# Exercise requirements
Go through the records below and write each one out again unchanged.

Referring expression pointing data
┌──

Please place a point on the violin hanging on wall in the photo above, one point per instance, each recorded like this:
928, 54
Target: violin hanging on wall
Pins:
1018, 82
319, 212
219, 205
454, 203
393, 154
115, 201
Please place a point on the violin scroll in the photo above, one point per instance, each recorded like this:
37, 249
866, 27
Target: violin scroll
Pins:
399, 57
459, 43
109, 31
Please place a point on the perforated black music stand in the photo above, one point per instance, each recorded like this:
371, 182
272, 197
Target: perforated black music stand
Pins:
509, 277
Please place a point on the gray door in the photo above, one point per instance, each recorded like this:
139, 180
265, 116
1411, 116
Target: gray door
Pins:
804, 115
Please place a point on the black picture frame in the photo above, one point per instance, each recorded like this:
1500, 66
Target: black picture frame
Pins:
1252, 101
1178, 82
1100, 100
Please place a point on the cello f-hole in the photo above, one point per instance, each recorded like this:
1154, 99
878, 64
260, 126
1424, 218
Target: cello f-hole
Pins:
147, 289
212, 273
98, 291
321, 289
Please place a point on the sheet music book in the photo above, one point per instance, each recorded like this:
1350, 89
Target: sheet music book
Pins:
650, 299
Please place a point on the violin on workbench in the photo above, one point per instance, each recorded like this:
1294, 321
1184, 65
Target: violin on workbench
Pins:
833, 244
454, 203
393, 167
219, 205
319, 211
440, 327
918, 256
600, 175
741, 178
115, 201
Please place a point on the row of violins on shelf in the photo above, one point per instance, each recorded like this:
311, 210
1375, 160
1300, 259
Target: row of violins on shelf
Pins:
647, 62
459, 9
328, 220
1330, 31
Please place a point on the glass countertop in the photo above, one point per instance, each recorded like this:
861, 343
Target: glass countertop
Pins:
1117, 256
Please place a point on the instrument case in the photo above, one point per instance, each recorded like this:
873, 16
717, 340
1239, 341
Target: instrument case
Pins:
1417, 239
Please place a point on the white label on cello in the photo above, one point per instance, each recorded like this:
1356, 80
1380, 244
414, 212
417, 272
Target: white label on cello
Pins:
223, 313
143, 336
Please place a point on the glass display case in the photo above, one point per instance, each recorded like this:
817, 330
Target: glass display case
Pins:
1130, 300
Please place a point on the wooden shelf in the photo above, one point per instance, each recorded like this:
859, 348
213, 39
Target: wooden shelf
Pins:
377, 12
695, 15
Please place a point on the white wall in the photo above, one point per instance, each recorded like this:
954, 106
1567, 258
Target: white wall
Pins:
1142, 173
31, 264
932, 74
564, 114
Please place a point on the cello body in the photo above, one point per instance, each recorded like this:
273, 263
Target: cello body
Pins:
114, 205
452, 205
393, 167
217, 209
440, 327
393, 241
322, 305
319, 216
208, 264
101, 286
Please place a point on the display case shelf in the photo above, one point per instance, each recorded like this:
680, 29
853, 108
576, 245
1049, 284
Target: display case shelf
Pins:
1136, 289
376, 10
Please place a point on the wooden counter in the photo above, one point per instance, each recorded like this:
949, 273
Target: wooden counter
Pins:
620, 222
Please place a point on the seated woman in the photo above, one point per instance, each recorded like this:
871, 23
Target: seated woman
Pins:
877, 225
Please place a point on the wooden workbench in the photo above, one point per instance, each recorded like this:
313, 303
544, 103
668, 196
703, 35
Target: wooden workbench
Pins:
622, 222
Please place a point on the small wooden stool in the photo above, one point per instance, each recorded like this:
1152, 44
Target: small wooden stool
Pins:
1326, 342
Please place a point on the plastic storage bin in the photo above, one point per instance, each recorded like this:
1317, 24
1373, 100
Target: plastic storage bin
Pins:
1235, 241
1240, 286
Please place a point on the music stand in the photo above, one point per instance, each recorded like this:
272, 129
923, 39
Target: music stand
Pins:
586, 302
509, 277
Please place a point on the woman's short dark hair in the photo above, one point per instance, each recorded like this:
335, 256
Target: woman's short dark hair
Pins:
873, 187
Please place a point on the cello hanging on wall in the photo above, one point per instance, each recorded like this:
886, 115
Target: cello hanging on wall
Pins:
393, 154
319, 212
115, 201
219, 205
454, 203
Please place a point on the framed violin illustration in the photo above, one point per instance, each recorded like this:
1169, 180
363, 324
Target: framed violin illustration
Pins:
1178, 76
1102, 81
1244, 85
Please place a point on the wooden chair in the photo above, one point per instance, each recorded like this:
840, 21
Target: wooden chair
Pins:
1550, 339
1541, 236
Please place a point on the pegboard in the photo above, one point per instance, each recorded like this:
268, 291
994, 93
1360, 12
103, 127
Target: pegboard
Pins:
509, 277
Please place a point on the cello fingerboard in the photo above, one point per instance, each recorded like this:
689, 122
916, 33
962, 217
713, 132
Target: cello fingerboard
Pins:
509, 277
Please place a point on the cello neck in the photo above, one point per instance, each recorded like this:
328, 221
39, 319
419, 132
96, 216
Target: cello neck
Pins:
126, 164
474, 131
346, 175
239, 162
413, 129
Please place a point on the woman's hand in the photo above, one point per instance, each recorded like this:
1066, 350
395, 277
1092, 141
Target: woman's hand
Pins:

└──

# Task response
Please place a point on the violin hanging on wall in the photo above, one point per instance, each recorded like this:
928, 54
Target: violin hanging on wall
Pins:
1018, 82
319, 212
219, 205
454, 203
393, 154
115, 201
Please place a point on the violin scroll in the photo above, one point per instance, each recorded like this:
37, 249
866, 27
Target: violin scroll
Pins:
399, 57
459, 43
109, 31
Please place a point on the perforated black music stand in the photo above, one point per instance, each recorded like this:
371, 182
272, 197
Target: perforated black music stand
Pins:
509, 277
Please place a point on the gray door in the photo above, one point per instance, each recorded like this:
139, 180
265, 116
1411, 116
Target: gray door
Pins:
804, 115
Please place a point on the black picture frame in the photo above, one point per instance, each recorded like this:
1500, 66
Target: black picture frame
Pins:
1252, 101
1178, 82
1100, 100
Please place a point on the cello f-hole in the photo above, one point per instance, each recorded like this:
1154, 99
878, 64
260, 126
1424, 218
Target: cello f-hole
Pins:
147, 289
212, 273
98, 291
321, 289
Please place a point on the sheet music book in the photo above, one point per instance, each recorded like this:
1350, 89
Target: sheet music book
Pins:
650, 299
Please place a point on the violin on workbench in the photo above, one point per instance, each recorded like this:
1294, 321
1184, 65
Target: violin on workbench
Pins:
833, 244
454, 203
393, 167
219, 205
319, 211
440, 327
918, 256
600, 175
741, 178
115, 201
Please place a point on the row of violins on shelf in the photo above, one point per instance, each recorded like this:
311, 210
1375, 160
1300, 259
Target: row of violins on shelf
Pins:
647, 62
459, 9
328, 220
1330, 31
Please place a point on the glass countertop in the photo above, one point per instance, each recorded like this:
861, 343
Target: glass countertop
Pins:
1117, 256
Please place a point on the instrument case in the photo above, one point per instance, each recorded like this:
873, 16
717, 340
1239, 341
Target: instrument case
Pins:
1417, 239
Please place a point on the white label on cello in the photo above, one point per instance, each recorded like this:
1356, 80
1380, 244
414, 212
417, 272
Target: white label on cello
Pins:
223, 313
143, 336
Please place a point on the glass display case in the photo above, one point per instance, each recorded like this:
817, 330
Target: glass display case
Pins:
1130, 300
Please place a point on the wooden shelf in the photo above, one point per instance, each recorded like this:
859, 348
213, 39
Target: wooden shelf
Pins:
377, 12
695, 15
Please place a point on the white wall in the photo above, one point per instance, each recorded like this:
954, 106
1567, 258
Target: white wall
Pins:
1142, 173
31, 264
932, 74
564, 114
Please place a point on the cello body in the photo above, one point per instance, each recorded like this:
273, 263
Target: cello body
Pins:
114, 205
452, 205
393, 167
217, 209
440, 327
393, 241
322, 305
319, 216
208, 264
101, 286
Please place a point on the display case shelf in the photo above, one point per instance, each recorded like this:
680, 29
853, 108
576, 245
1049, 284
Target: display case shelf
Pins:
1136, 289
376, 10
Please place a point on the wooden counter in the photo above, one point per instance, each recorded like this:
949, 273
Target: wooden counter
Pins:
620, 222
Please place a point on the seated woman in the photo above, one point per instance, each recorded like this:
871, 23
Target: seated woman
Pins:
877, 225
Please place a point on the wooden workbench in the photo above, one point per instance, each recorded like this:
313, 303
544, 103
668, 196
703, 35
Target: wooden workbench
Pins:
622, 222
Please place a point on the small wooden stool in the photo above, one point per instance, each recorded like this:
1152, 44
Target: small wooden stool
Pins:
1326, 342
Please place a point on the plastic storage bin in the photo above, one point per instance, each recorded like this:
1317, 24
1373, 100
Target: plastic storage bin
Pins:
1235, 241
1240, 286
Please place a point on the music stand in the photo above, one point per instance, each recorded like this:
272, 129
923, 39
Target: music stand
Pins:
586, 302
509, 277
Please place a point on the woman's short dark hair in the photo above, one point per instance, each recorded like this:
335, 256
Target: woman's short dark hair
Pins:
873, 187
Please place a point on the cello hanging on wall in the photo above, one point per instance, each recorded like this:
886, 115
Target: cello hanging on wall
Pins:
393, 154
319, 212
115, 201
219, 205
454, 203
Please place a point on the framed violin illustration in the photo above, one point per instance, each recorded like this:
1169, 180
363, 324
Target: framed violin illustration
Pins:
1178, 76
1102, 81
1244, 85
Please place a point on the wooden chair in the photo above, one point per instance, each recorded like this:
840, 21
Target: wooden chair
Pins:
1550, 339
1541, 236
Please place a point on the pegboard in the photo above, one point per instance, each recorded like this:
268, 291
994, 93
1360, 12
103, 127
Target: pegboard
Pins:
509, 277
Please place a point on the cello fingerboard in the photo above, one point per instance, each recorded like this:
689, 122
916, 33
962, 217
713, 132
Target: cello fingerboard
Pins:
509, 277
Please place a point on the cello neck in the photo above, one point per instance, each recorded like this:
328, 221
39, 319
419, 132
96, 216
Target: cello neck
Pins:
126, 164
474, 131
346, 175
239, 162
413, 129
Please place a point on the woman's hand in the photo above, one point per instance, each recorded like this:
1066, 350
395, 277
1092, 141
Target: woman's hand
Pins:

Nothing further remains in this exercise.